» Job:
Can you retype all of the records below line for line, without changing a single character?

» Data supplied:

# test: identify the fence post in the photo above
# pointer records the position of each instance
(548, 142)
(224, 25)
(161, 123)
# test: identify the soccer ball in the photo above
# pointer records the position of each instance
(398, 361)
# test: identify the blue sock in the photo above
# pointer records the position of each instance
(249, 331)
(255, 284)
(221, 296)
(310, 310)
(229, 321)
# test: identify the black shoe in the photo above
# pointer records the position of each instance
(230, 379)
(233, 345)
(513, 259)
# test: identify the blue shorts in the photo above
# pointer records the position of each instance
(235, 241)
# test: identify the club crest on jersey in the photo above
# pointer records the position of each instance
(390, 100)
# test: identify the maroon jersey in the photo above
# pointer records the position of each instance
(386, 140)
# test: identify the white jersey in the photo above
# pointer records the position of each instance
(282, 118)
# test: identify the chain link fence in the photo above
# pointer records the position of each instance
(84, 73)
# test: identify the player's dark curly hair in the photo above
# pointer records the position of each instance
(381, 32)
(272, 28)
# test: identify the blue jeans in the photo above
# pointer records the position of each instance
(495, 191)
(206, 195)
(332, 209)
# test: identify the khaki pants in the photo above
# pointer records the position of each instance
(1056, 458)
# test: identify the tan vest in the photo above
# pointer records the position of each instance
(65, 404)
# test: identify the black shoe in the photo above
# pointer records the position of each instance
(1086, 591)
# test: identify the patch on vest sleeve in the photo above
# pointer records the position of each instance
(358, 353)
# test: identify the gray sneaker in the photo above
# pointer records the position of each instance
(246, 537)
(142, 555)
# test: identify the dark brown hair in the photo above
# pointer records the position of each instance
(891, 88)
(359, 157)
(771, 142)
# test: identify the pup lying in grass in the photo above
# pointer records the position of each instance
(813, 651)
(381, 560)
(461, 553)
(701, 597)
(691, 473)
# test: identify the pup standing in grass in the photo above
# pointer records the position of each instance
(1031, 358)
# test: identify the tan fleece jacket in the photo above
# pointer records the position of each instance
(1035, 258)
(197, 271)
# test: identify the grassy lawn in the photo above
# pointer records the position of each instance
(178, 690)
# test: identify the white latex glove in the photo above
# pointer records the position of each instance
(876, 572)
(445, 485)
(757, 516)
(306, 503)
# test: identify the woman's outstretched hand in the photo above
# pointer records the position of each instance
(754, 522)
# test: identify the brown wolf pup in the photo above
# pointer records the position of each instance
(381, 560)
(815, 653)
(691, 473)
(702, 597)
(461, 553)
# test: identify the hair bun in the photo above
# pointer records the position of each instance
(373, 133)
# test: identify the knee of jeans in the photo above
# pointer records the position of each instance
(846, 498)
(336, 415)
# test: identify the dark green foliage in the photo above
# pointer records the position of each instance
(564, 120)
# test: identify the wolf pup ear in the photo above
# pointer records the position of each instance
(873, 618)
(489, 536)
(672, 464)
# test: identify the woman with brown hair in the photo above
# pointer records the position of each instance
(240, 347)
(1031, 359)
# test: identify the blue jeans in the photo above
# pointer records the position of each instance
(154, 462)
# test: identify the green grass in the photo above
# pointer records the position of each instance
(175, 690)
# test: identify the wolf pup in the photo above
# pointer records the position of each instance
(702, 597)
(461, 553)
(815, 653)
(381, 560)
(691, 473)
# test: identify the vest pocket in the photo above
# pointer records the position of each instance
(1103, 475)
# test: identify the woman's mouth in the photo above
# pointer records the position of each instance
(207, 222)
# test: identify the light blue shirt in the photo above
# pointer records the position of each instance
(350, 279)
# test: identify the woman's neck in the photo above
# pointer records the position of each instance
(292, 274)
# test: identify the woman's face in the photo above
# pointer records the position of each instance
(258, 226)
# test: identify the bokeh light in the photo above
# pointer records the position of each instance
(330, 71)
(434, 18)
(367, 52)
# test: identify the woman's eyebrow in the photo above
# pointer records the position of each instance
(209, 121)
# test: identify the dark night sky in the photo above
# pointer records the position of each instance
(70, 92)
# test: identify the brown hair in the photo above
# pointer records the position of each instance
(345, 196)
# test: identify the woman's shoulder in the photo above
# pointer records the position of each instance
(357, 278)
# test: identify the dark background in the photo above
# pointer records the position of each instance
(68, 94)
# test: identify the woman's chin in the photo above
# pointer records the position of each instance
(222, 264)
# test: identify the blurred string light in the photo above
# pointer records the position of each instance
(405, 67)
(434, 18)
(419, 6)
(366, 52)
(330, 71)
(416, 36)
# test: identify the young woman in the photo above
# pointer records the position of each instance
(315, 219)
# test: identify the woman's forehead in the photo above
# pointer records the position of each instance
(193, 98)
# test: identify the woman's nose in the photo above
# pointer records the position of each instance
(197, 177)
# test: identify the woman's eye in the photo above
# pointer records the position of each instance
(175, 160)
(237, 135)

» Complete output:
# test: identify the fence post in the photo above
# pointer records the position of each instance
(548, 142)
(224, 25)
(161, 123)
# test: identify the soccer ball in the photo above
# pointer records the position of each instance
(398, 361)
# test: identify the blue sock in the photo above
# pointer records the position of each instance
(249, 331)
(255, 284)
(221, 296)
(310, 310)
(229, 321)
# test: identify the black shoe in the photo above
# pointer records the position of each instance
(230, 379)
(233, 345)
(513, 259)
# test: identify the blue shorts in the photo above
# pointer records the position of each instance
(235, 241)
# test: identify the club crest on jersey in the photo above
# pointer records the position of each instance
(390, 100)
# test: identify the maroon jersey in the photo above
# pointer records the position of each instance
(386, 140)
# test: identify the white jersey in the photo above
# pointer records the position of each instance
(282, 118)
# test: identify the chain link fence in the photo above
# pointer records the position of each instance
(84, 73)
# test: identify the player's dark curly hair in the photo above
# pointer records the position of each instance
(381, 32)
(272, 28)
# test: identify the blue jeans in the photo above
# pointer records the position of each instance
(495, 191)
(206, 195)
(332, 209)
# test: identify the khaki pants in the photo above
# pointer records the position of each instance
(1056, 458)
# test: identify the tan vest in the photo above
# pointer records the position of each instance
(65, 404)
# test: identify the black shoe in the photo above
# pointer records the position of each instance
(1086, 591)
# test: identify the patch on vest sleeve in the photo above
# pointer records the position of each instance
(358, 353)
# test: identify the gray sneaker in the photo above
# pointer records the position of each instance
(246, 537)
(142, 555)
# test: identify the dark brown hair in the photo above
# pointer records the position of each instance
(891, 88)
(359, 157)
(771, 142)
# test: identify the pup lying in grass in the photo above
# pointer records the position of each instance
(813, 651)
(381, 560)
(461, 553)
(701, 597)
(691, 473)
# test: identify the pup standing in grass in the photo above
# pointer records the position of each instance
(1031, 358)
# test: identify the tan fleece jacket in the photo above
# pointer records the position of each instance
(1035, 258)
(197, 271)
# test: identify the grassy lawn in the photo above
# pointer records the position of each instance
(178, 690)
# test: identify the white latex glove in the photo above
# pointer records the position of each instance
(876, 572)
(445, 485)
(757, 516)
(306, 503)
# test: identify the woman's outstretched hand in the photo above
# pointer records the position of each instance
(754, 522)
# test: identify the brown wolf pup in the photo above
# pointer records the position of each instance
(381, 560)
(815, 653)
(691, 473)
(702, 597)
(461, 553)
# test: identify the hair bun in the photo above
# pointer records the position of each instance
(373, 133)
# test: identify the knee of jeans in the photo above
# pointer records the position of each instance
(846, 498)
(336, 415)
# test: identify the dark green foliage in the photo above
# pointer records the position of each instance
(564, 120)
# test: identify the wolf pup ear in the photo above
# pointer records the position of each instance
(873, 618)
(489, 536)
(672, 464)
# test: identify the woman with brown hair in the photo above
# pointer records the position of each instance
(240, 347)
(1031, 359)
# test: identify the blue jeans in the photo above
# pointer records the position of each instance
(154, 462)
# test: identify the green grass in the photo above
# pointer records the position of each instance
(175, 690)
# test: identify the wolf pup in the photo above
# pointer records the position of each instance
(702, 597)
(461, 553)
(815, 653)
(381, 560)
(691, 473)
# test: identify the vest pocket in the photo above
# pointer records the position of each instance
(1103, 475)
# test: identify the woman's mouth in the photo above
# pointer records the position of each instance
(207, 222)
# test: identify the light blue shirt in the photo above
# pointer records the position of each instance
(350, 279)
# test: identify the woman's neck in the photo above
# pointer records the position of each instance
(292, 274)
# test: identify the woman's face in the photo above
# pointer records the position of each instance
(258, 226)
# test: identify the bokeh light in the photo above
# pointer records the position of each instance
(330, 71)
(434, 18)
(367, 52)
# test: identify the woman's eyebrow in the photo above
# pointer records the position of each instance
(209, 121)
# test: identify the dark night sky in the photo above
# pointer records the position of each instance
(70, 92)
# test: identify the brown hair in the photo above
# pointer records the position of each instance
(345, 196)
# test: identify the woman's shoulder in the photo above
# pointer records the position of each instance
(357, 278)
# test: identify the dark background in the photo above
# pointer records the position of each instance
(68, 94)
# test: identify the woman's chin in the photo above
# pointer records the position of each instance
(222, 264)
# test: identify the blurred string light in the photo above
# pointer records the position of each instance
(405, 67)
(434, 18)
(419, 6)
(366, 52)
(330, 71)
(416, 36)
# test: identify the young woman in the photo above
# pointer records the position of each instance
(315, 219)
# test: identify the woman's forehead in the photo above
# pointer records the position of each instance
(193, 98)
# test: identify the woman's nose in the photo above
# pointer records the position of each instance
(197, 177)
# test: identify the woman's eye in the photo above
# pointer records the position of each instance
(175, 160)
(237, 135)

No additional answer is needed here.